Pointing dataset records
===============

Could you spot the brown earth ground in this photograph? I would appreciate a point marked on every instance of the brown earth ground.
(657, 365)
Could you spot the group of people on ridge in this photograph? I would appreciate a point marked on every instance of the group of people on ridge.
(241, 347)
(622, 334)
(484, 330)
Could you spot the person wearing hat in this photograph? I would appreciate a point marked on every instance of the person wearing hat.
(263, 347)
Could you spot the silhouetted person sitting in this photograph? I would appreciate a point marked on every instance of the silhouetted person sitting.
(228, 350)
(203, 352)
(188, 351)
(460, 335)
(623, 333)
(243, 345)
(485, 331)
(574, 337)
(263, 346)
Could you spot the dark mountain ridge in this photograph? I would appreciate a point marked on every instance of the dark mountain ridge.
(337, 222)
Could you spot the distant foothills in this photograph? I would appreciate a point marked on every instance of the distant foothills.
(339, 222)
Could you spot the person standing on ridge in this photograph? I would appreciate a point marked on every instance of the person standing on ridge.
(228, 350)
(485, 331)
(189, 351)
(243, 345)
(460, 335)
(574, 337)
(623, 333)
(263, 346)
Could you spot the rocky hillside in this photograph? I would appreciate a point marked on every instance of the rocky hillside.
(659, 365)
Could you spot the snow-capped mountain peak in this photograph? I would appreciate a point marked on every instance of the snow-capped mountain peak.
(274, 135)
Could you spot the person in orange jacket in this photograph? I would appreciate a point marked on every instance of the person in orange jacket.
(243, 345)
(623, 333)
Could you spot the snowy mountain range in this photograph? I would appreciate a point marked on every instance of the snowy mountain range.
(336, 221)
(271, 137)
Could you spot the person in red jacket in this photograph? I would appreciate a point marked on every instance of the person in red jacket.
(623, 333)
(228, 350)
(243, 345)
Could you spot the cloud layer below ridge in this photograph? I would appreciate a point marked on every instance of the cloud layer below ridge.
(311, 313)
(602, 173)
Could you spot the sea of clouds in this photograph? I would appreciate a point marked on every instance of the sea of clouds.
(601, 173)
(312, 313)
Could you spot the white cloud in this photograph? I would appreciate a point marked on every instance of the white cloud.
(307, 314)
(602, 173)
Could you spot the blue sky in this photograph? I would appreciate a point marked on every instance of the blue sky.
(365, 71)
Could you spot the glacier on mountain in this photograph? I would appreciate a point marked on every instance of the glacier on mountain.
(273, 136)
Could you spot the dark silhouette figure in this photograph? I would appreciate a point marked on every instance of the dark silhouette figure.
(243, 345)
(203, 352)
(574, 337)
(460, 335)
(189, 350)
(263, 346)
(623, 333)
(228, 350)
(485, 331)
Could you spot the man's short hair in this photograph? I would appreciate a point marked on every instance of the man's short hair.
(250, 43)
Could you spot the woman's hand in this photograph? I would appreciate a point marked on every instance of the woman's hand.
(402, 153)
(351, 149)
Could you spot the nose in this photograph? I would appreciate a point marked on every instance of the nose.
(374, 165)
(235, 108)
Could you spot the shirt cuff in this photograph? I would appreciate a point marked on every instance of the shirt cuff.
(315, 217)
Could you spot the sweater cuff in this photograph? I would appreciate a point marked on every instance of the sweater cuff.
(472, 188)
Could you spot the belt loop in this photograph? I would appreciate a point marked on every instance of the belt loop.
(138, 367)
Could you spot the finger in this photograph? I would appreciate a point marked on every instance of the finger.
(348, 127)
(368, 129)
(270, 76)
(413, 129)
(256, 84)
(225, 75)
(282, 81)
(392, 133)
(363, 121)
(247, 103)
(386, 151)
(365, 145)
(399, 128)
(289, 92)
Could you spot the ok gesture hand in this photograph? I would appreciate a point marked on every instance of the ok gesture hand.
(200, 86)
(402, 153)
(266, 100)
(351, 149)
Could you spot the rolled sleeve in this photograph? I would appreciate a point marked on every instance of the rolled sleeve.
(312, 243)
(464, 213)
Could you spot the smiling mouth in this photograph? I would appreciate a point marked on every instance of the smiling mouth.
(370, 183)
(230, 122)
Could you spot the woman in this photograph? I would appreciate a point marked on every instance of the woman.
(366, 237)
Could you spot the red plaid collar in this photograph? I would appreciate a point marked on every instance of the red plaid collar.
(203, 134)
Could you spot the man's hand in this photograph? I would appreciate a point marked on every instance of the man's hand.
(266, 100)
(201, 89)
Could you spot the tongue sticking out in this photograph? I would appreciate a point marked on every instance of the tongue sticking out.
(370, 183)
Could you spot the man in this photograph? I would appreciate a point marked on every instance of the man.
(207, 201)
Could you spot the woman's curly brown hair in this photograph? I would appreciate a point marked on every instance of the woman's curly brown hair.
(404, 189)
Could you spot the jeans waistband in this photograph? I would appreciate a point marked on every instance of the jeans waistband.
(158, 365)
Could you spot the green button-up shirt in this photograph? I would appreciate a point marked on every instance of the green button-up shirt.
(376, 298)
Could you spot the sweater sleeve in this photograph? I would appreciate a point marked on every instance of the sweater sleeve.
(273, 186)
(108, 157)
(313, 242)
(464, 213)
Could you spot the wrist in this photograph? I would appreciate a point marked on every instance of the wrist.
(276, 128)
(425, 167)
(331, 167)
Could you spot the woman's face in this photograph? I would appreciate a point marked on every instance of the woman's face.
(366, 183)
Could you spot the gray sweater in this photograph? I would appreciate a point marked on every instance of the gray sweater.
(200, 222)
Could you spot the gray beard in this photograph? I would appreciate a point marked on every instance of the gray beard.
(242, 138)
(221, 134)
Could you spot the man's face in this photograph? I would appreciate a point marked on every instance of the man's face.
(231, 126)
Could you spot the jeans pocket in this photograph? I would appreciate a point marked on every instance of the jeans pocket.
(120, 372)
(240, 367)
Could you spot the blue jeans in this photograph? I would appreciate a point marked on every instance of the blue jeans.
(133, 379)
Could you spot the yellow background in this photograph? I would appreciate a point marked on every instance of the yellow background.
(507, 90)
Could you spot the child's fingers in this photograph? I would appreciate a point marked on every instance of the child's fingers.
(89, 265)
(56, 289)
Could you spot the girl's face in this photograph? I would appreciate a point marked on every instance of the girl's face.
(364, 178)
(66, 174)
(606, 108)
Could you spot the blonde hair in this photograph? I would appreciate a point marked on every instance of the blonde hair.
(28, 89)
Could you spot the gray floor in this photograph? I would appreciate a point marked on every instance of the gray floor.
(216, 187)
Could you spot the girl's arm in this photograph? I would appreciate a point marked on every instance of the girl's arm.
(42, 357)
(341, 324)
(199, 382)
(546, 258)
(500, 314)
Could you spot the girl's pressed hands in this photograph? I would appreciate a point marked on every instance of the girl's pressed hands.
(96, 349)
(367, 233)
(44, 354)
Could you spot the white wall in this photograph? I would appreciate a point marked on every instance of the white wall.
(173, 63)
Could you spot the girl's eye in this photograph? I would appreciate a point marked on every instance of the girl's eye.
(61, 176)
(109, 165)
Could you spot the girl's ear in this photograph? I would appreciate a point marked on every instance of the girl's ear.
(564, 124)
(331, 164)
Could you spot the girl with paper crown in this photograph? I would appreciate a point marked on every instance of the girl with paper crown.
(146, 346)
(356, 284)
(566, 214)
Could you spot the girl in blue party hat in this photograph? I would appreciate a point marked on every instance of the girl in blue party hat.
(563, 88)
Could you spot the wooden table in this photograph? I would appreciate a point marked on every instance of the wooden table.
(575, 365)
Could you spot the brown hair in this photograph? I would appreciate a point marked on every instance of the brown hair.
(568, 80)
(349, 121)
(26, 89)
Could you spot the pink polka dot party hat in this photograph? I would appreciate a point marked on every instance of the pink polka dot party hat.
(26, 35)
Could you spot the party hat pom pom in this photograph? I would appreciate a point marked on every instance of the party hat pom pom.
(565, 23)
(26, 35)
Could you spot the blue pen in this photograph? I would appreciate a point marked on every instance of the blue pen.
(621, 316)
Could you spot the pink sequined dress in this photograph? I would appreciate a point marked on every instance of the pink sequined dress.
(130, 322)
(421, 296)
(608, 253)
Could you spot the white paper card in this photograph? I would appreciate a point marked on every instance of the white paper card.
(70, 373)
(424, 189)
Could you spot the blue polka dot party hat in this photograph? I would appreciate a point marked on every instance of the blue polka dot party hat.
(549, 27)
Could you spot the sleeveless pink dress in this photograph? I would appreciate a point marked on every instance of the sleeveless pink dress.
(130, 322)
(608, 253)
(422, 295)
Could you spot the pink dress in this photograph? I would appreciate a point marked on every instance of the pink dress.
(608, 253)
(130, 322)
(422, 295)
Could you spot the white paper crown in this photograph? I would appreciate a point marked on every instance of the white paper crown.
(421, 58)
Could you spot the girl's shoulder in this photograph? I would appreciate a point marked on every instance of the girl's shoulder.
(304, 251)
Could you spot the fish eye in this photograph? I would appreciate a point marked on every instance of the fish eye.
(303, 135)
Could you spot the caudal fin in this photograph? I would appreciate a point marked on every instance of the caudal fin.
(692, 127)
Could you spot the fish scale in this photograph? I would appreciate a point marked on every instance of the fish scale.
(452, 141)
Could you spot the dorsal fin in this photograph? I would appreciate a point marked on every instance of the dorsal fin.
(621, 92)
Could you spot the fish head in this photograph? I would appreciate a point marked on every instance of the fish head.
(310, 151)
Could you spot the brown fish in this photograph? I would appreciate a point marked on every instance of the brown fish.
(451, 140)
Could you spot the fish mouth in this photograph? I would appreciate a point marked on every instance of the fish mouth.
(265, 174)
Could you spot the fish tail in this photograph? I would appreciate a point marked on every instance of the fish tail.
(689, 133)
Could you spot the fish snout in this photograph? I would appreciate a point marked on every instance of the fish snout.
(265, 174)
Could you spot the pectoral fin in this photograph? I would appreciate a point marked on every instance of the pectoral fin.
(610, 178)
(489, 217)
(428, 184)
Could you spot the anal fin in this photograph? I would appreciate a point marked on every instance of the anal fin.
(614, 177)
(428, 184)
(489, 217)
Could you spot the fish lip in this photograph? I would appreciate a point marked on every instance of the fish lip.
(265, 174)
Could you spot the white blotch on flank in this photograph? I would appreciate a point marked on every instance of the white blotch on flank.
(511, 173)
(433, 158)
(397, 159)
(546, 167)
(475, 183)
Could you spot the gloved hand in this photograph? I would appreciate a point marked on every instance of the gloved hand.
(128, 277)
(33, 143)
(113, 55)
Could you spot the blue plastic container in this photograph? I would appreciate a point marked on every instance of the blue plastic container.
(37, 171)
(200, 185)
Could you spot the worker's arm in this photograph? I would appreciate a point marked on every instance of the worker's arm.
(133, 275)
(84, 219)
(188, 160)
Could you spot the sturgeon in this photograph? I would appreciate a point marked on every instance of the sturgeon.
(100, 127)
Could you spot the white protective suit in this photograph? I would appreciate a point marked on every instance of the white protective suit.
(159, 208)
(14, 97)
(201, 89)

===============

## Short problem
Above are the records; copy exactly the lines from the one with "Could you spot the brown fish" through the final line.

## Task response
Could you spot the brown fish in this photograph? I would appreciate a point marked on every instance of the brown fish.
(451, 140)
Could you spot the fish mouth in this photograph? I would appreciate a point marked on every instance of the fish mouth.
(265, 174)
Could you spot the fish tail in this photograph? I would appreciate a point marked on every instance of the fish tail.
(689, 133)
Could you spot the fish snout in this photograph? I would appreciate a point marked on every instance of the fish snout.
(265, 174)
Could you spot the pectoral fin in this photograph? I would appreciate a point marked on every instance of the pectoral fin.
(610, 178)
(489, 217)
(428, 184)
Could you spot the anal fin in this photograph? I would appreciate a point marked on every instance of the anal fin.
(614, 177)
(428, 184)
(489, 217)
Could you spot the fish lip in this photograph? I would appreciate a point marked on every instance of the fish lip.
(265, 174)
Could you spot the white blotch on flank in this photograph? I would appreciate a point marked on every instance of the white blotch on flank.
(511, 173)
(433, 158)
(397, 159)
(546, 167)
(475, 183)
Could you spot the gloved hand in this photograph? I would appreciate a point marked on every instance of the gloved hand.
(128, 277)
(33, 143)
(113, 55)
Could you spot the blue plastic container in this photograph? I would appreciate a point marked on every instance of the blue plastic container.
(37, 171)
(200, 185)
Could you spot the worker's arm in this photograph? I would appreciate a point marked on every instance of the worker's arm.
(133, 275)
(84, 219)
(188, 160)
Could you spot the sturgeon in this photograph? I would appreciate a point marked on every instance of the sturgeon.
(100, 127)
Could you spot the white protective suit in this photograph? I would appreciate a point marked on every instance of the white protective suit.
(159, 208)
(14, 97)
(201, 89)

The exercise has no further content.